# Text shown:
-- Start --
Runs in background after every session. Index stays fresh automatically.

Scripts Reference

setup_rag.py - Interactive setup (run once)
Auto-detects structure, scans patterns, generates files.

index_codebase.py - Index codebase into ChromaDB
Fixed: Windows encoding, ChromaDB metadata, robust paths.
Run after setup, then weekly or after major changes.

check_constraints.py - Query constraints (PRIMARY tool for agents)
Returns relevant constraints, patterns, code examples.
Usage: python check_constraints.py "change description"

query_impact.py - Show dependency blast radius
Shows exports, imports, similar files.
Usage: python query_impact.py path/to/file.js

health_check.py - Verify system health
Run daily (automate via cron).
Usage: python health_check.py

Key Fixes from Feedback

  1. Windows Encoding: All files read with encoding='utf-8'
  2. ChromaDB Metadata: Lists converted to comma-separated strings
  3. Path Detection: Robust auto-detection instead of assuming flat structure
  4. Pattern Generation: Scans YOUR code, documents YOUR patterns (not templates)
-- End --
# Task description:
Answer these questions using the scripts reference.
(a) How often does the text say health_check.py should be run?
(b) Into what does index_codebase.py index the codebase?
(c) Under the key fixes, what are lists converted to for ChromaDB metadata?
You won't need the material that comes after this.

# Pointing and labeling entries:
-- Start --
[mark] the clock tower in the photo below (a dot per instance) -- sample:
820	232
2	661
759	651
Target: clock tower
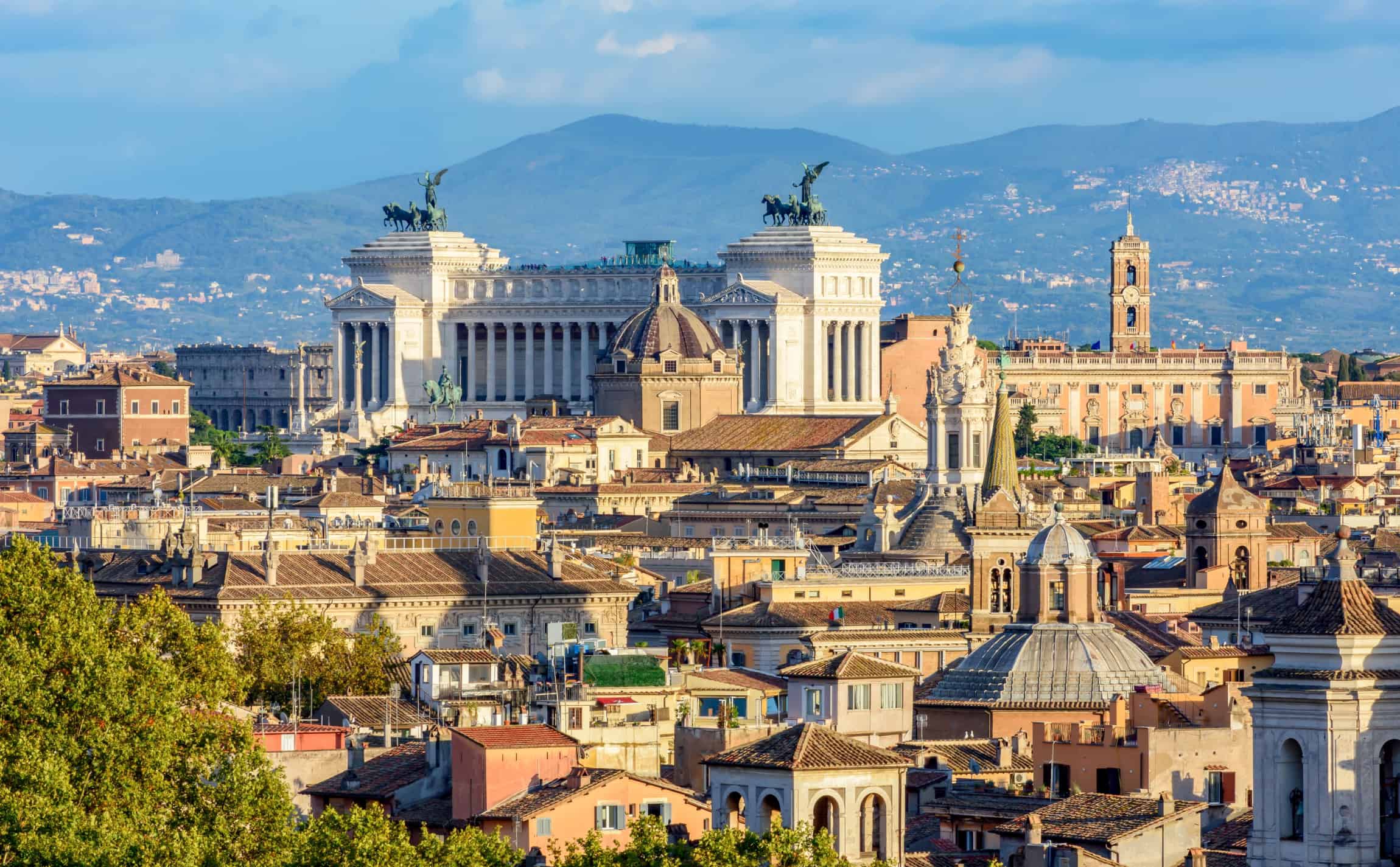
1130	293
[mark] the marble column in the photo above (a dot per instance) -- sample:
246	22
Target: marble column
549	357
491	361
469	375
530	360
583	361
510	361
566	378
838	363
755	360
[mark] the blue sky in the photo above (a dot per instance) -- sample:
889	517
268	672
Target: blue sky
230	100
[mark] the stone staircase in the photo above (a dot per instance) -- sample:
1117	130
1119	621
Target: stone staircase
936	528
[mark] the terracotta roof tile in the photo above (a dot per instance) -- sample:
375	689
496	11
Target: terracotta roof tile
773	433
517	737
379	778
1097	818
807	747
849	664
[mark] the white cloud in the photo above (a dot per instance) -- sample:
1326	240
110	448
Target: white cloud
647	48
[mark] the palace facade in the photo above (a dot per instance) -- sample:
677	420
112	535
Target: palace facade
799	304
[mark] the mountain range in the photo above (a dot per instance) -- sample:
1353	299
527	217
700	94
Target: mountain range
1286	234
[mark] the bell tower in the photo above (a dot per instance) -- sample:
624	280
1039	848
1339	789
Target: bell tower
1130	293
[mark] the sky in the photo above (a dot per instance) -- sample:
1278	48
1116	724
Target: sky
233	100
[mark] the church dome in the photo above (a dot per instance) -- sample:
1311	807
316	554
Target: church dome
1059	543
1057	663
665	325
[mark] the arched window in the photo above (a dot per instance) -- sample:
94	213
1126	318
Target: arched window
1291	799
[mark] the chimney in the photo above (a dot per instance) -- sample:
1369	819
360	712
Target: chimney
556	561
355	753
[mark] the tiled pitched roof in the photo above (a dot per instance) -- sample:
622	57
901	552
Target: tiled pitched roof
807	747
803	615
1097	818
1340	607
892	636
958	754
745	678
1233	834
849	664
369	711
517	737
478	656
773	433
379	778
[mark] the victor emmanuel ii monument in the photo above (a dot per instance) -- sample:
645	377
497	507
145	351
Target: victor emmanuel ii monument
435	315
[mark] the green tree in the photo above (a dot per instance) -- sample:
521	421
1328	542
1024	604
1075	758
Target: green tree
1025	433
272	448
114	751
281	642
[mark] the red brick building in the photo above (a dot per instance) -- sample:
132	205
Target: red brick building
118	407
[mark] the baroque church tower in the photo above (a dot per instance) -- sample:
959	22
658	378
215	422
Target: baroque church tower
1130	293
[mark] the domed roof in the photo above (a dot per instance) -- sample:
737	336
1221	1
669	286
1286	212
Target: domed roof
1225	495
1059	663
1059	543
665	325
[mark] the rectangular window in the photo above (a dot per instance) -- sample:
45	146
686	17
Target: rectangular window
611	817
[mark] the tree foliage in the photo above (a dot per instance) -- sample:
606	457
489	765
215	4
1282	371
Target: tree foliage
111	748
286	644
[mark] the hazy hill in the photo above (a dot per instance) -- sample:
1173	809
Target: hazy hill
1258	228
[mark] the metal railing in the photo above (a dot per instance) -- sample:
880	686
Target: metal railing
891	569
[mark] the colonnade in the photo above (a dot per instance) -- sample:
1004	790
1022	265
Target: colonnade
850	360
513	361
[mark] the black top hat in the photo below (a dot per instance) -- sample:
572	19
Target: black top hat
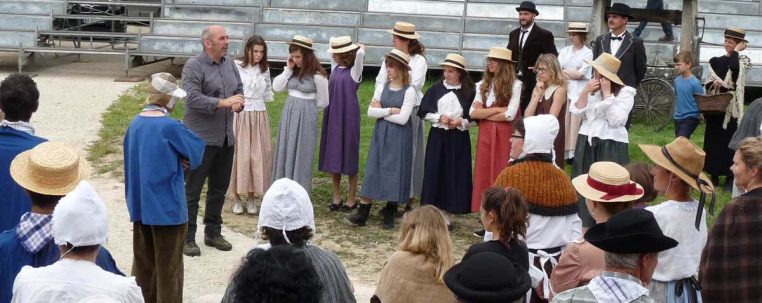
619	9
633	231
528	6
487	277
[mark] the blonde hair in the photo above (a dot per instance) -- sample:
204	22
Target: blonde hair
554	69
424	232
503	79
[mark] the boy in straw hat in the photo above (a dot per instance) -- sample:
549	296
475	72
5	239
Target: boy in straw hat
47	172
677	169
157	152
80	228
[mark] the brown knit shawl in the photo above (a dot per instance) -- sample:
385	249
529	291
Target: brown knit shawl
547	189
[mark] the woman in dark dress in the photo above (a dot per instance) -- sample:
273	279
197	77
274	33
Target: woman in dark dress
447	169
727	73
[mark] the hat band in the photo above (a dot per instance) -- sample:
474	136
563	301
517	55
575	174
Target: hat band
456	63
614	191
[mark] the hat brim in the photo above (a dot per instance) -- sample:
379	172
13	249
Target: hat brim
584	189
20	174
473	295
635	243
345	49
300	45
414	36
604	72
654	153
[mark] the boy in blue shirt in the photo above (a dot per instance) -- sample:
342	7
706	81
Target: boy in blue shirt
686	109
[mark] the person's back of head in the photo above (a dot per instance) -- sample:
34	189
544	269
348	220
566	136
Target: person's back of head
280	274
19	97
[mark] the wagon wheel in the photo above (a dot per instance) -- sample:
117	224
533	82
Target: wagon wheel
654	103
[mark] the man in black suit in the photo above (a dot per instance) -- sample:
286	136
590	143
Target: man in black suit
527	43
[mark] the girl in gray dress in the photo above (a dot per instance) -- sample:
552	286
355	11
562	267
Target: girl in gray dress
307	88
388	168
-- End --
# Exercise result:
(a) Daily, automated via cron.
(b) ChromaDB.
(c) Comma-separated strings.